**Excerpt provided:**
== == ==

Ranking companies on the issues Americans care about.

This is Why We Didn’t Award a Seal in the Food and Drug Retail Industry: Opioids

The opioid epidemic is being called the worst public health crisis in American history. Drug overdoses are now the leading cause of death among Americans under 50. And Opioid addiction has developed such a powerful grip on Americans that some scientists have blamed it for lowering our life expectancy.

How to reflect this important and alarming issue in our rankings has been a matter of intense discussion. Our rankings are based on the voices of the American people – with 10,000 contributing to this year’s survey and 72,000 over the last three years. Throughout this work, it has become clear that the harmful effects of a company’s products, and the actions of corporate leaders on matters of social concern, are integral to just corporate behavior. And in our polling on the opioid issue in particular, almost a third of Americans noted concerns with companies linked to the opioid industry.

In our rankings universe, three of the nation’s largest drug distributors – Cardinal Health, McKesson, AmerisourceBergen – as well as three of the nation’s largest retailers – CVS Health, Rite Aid, and Walgreens – are heavily implicated in the crisis. Accordingly, we’ve been following news reports, litigation, and related fines throughout the year, and have already factored into the scoring model a range of inputs related to the opioid crisis to penalize these companies where appropriate and necessary. The issue gained greater urgency in mid-October when The Washington Post and 60 Minutes brought to light new whistleblower accounts from a former DEA deputy assistant administrator.

== == ==

**Provided records:**
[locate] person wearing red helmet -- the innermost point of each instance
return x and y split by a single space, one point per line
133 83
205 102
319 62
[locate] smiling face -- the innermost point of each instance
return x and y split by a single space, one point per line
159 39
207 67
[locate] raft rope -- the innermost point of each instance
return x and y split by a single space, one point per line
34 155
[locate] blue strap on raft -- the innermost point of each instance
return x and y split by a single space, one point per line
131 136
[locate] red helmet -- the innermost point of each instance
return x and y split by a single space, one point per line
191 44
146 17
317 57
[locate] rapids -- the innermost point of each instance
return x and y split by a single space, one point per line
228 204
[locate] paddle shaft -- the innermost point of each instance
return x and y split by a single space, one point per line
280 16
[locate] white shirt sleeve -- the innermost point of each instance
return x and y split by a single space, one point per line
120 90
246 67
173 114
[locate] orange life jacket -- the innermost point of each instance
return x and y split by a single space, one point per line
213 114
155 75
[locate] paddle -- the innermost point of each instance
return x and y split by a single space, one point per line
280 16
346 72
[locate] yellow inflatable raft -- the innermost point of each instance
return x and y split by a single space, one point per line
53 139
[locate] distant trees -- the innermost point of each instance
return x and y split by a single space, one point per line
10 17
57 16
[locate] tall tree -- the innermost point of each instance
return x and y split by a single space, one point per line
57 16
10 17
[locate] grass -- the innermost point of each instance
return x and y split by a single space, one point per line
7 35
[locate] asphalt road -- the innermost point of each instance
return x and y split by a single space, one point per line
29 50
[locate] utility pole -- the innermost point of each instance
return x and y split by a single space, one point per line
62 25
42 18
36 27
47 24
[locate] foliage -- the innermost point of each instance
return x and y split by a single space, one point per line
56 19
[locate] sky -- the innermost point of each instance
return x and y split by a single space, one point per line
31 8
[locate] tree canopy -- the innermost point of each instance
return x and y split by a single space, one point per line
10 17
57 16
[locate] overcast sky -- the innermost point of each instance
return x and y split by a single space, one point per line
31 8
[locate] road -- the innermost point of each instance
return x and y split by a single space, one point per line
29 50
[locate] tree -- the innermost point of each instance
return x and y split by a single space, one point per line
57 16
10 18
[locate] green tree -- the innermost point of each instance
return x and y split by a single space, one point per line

== == ==

**Tasks to carry out:**
[1] Read statements (a), (b) and (c) about the text on opioids and the company rankings. For each one, answer yes or no on whether it agrees with the text, and quote the exact words that decide it: (a) This year's survey had 10,000 contributors. (b) Almost half of Americans noted concerns with companies linked to the opioid industry. (c) The new whistleblower accounts came from a former DEA deputy assistant administrator.
[2] Supply the next part of the text on opioids and the company rankings, picking up after its final sentence.

**Task responses:**
[1]
(a) Yes: "with 10,000 contributing to this year’s survey"
(b) No: "almost a third of Americans noted concerns with companies linked to the opioid industry"
(c) Yes: "new whistleblower accounts from a former DEA deputy assistant administrator"

[2]
The reports’ criticism of the three major drug distributors – who control 85-90 percent of drug distribution in the U.S. – centers on them “turning a blind eye to pain pills being diverted to illicit use.” The reports cite as an example one pharmacy in Kermit, West Virginia, a town of just 392 people, which ordered and was supplied with nine million hydrocodone pills over two years.

All of the drug distributors and retailers in our ranking universe have made sizeable settlements to resolve allegations related to the distribution of opioids in recent years. Specifically, they’ve paid fines totalling more than $341 million over the last seven years. This has already been factored into this year’s rankings.

However, until we are confident we can fully and accurately reflect corporate behavior on this issue, and until the industry-wide actions being taken to help address this national crisis have had the chance to take effect, the Food & Drug Retail sector, specifically the six drug distributors and retailers, will remain “Under Review.” Furthermore, no Seal will be awarded to an Industry Leader in this industry.

As we move into 2018, we’ll continue to track ongoing developments, including:

  • Reaching out to the President’s Commission on Combating Drug Addiction and the Opioid Crisis to understand the scourge of opioid usage and the potential roles and implications for the corporations involved in it.
  • Tracking the bipartisan group of 41 attorneys general who are demanding information and documents from several drug makers and distributors as part of a large-scale probe into the role these companies may have played in the opioid crisis.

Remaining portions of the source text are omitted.